§ INPUT
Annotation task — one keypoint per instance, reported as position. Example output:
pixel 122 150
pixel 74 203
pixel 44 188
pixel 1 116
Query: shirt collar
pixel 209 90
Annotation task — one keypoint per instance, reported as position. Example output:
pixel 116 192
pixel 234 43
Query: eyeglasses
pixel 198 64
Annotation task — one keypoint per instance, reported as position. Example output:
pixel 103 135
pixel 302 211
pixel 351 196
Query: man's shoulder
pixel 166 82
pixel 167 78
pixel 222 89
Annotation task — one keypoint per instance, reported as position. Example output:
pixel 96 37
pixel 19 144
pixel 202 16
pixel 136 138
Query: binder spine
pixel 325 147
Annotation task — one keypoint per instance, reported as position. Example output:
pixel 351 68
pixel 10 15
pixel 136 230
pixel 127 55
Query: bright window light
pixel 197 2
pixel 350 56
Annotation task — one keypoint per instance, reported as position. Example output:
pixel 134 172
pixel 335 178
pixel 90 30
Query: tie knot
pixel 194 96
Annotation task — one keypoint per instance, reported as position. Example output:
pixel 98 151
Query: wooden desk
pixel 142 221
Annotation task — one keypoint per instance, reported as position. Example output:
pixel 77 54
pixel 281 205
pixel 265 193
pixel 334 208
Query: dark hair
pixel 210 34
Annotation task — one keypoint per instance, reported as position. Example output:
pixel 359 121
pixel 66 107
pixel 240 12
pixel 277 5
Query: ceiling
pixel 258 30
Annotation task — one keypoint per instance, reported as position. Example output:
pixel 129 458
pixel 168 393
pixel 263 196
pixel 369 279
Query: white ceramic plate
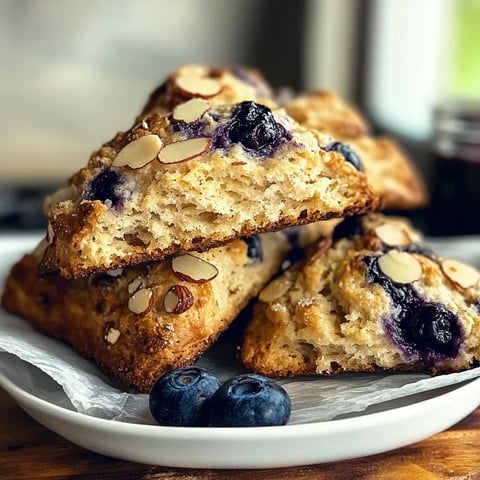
pixel 403 422
pixel 380 428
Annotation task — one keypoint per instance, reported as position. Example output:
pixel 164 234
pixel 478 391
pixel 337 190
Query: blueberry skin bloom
pixel 179 397
pixel 249 400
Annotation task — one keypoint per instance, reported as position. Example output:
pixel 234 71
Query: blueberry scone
pixel 390 172
pixel 204 84
pixel 138 322
pixel 196 179
pixel 372 297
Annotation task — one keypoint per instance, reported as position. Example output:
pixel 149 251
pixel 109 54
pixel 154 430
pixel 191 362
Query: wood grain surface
pixel 30 451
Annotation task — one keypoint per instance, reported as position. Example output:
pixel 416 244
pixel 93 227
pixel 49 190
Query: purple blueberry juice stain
pixel 425 331
pixel 251 125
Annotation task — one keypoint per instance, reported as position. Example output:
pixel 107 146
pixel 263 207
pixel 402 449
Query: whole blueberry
pixel 434 327
pixel 254 126
pixel 105 188
pixel 249 400
pixel 348 154
pixel 179 397
pixel 254 248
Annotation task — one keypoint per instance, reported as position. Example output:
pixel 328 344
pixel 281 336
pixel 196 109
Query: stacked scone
pixel 175 225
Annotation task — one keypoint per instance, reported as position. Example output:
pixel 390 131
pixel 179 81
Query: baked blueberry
pixel 106 187
pixel 434 327
pixel 179 397
pixel 348 154
pixel 254 126
pixel 249 400
pixel 254 248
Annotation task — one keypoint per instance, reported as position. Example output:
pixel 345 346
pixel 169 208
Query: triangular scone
pixel 218 85
pixel 390 172
pixel 195 182
pixel 373 298
pixel 141 321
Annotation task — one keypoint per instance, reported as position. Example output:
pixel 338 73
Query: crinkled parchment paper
pixel 62 377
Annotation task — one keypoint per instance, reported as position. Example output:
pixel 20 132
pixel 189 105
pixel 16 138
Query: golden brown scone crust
pixel 390 172
pixel 327 315
pixel 201 203
pixel 93 314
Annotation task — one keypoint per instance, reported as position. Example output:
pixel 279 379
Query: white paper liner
pixel 89 391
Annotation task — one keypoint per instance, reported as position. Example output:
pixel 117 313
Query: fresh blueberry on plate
pixel 179 397
pixel 249 400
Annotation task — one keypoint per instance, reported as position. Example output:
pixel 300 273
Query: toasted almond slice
pixel 401 267
pixel 178 299
pixel 198 86
pixel 465 276
pixel 138 153
pixel 191 110
pixel 275 289
pixel 184 150
pixel 141 301
pixel 112 335
pixel 392 235
pixel 193 269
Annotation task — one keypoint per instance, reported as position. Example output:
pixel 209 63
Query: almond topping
pixel 184 150
pixel 401 267
pixel 198 87
pixel 141 301
pixel 134 285
pixel 275 289
pixel 191 110
pixel 460 273
pixel 193 269
pixel 138 153
pixel 115 273
pixel 393 235
pixel 178 299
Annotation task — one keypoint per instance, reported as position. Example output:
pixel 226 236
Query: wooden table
pixel 30 451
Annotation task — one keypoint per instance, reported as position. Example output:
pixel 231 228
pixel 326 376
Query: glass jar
pixel 455 202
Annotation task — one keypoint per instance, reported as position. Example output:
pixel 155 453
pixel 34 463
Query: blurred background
pixel 73 73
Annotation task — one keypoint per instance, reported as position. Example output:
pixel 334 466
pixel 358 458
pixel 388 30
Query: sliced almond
pixel 178 299
pixel 401 267
pixel 193 269
pixel 465 276
pixel 275 289
pixel 198 86
pixel 112 335
pixel 134 285
pixel 184 150
pixel 191 110
pixel 138 153
pixel 141 301
pixel 393 235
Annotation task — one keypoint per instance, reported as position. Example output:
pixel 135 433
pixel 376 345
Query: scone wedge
pixel 371 298
pixel 137 323
pixel 197 180
pixel 390 172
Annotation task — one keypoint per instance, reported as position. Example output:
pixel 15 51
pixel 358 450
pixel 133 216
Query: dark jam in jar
pixel 455 207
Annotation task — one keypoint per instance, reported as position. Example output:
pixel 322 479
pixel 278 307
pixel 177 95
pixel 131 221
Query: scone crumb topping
pixel 401 267
pixel 141 301
pixel 460 273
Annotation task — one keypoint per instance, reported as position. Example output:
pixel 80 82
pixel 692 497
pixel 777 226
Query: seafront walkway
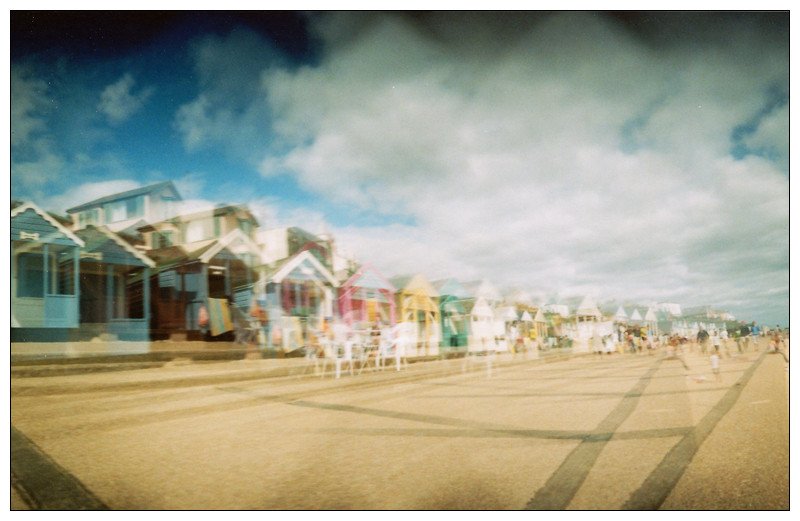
pixel 583 432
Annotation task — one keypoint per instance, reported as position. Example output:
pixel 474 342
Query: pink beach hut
pixel 367 297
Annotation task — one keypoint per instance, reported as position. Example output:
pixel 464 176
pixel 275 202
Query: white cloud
pixel 87 192
pixel 118 101
pixel 578 159
pixel 229 113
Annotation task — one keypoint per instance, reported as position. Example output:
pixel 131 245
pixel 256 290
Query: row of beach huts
pixel 134 266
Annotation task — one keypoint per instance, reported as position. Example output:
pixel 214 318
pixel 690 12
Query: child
pixel 715 364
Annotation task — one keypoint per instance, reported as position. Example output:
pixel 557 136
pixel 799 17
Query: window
pixel 125 209
pixel 65 274
pixel 162 239
pixel 89 218
pixel 30 281
pixel 135 207
pixel 202 229
pixel 246 227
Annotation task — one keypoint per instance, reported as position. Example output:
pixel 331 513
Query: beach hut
pixel 367 297
pixel 651 322
pixel 44 274
pixel 540 325
pixel 455 320
pixel 114 287
pixel 298 297
pixel 417 302
pixel 621 316
pixel 190 286
pixel 481 337
pixel 505 318
pixel 485 290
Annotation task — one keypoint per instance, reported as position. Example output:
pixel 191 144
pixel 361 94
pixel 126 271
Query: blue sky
pixel 633 157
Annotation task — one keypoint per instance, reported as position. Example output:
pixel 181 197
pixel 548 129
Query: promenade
pixel 612 432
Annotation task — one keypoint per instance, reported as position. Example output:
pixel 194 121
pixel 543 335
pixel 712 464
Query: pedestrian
pixel 775 347
pixel 714 358
pixel 723 337
pixel 597 344
pixel 702 339
pixel 744 333
pixel 715 340
pixel 672 351
pixel 755 329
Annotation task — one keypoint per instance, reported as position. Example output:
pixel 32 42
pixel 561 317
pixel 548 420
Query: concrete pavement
pixel 613 432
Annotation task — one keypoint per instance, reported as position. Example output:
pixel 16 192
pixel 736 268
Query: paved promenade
pixel 613 432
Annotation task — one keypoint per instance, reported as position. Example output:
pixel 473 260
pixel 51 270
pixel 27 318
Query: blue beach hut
pixel 44 275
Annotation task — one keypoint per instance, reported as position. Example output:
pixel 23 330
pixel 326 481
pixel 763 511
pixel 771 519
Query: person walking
pixel 744 334
pixel 723 338
pixel 714 359
pixel 775 347
pixel 702 339
pixel 755 329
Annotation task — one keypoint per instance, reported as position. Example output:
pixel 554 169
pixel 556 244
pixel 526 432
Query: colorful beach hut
pixel 114 287
pixel 417 303
pixel 186 281
pixel 367 297
pixel 481 337
pixel 455 320
pixel 44 274
pixel 298 297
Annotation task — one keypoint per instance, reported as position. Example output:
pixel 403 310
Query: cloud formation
pixel 640 157
pixel 118 101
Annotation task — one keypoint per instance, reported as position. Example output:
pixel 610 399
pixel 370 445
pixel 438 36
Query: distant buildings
pixel 133 266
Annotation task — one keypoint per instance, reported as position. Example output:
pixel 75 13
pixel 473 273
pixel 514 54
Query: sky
pixel 632 157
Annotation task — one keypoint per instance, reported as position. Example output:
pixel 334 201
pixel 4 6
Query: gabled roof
pixel 483 288
pixel 414 282
pixel 226 241
pixel 125 195
pixel 368 277
pixel 587 307
pixel 47 217
pixel 479 308
pixel 518 296
pixel 91 234
pixel 451 287
pixel 296 261
pixel 506 313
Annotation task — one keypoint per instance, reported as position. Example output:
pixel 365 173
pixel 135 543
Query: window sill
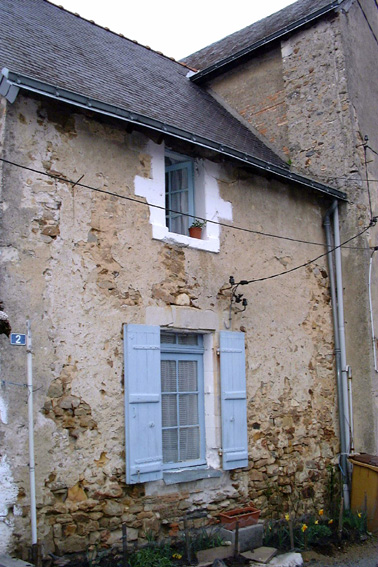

§ REQUIRED ACTION
Reproduce only this range: the first line of the data above through the line with "pixel 351 196", both included, exactly as written.

§ RESULT FOR THIS EXERCISE
Annotation task — one keypoint per instance, reported as position. Example output:
pixel 122 150
pixel 74 203
pixel 44 188
pixel 1 116
Query: shirt collar
pixel 209 90
Annotation task — one keypoint per instance, reported as position. Example output:
pixel 116 192
pixel 234 43
Query: eyeglasses
pixel 198 64
Annotation task — one keypoint per instance, reported as position. Example output:
pixel 103 135
pixel 302 211
pixel 351 196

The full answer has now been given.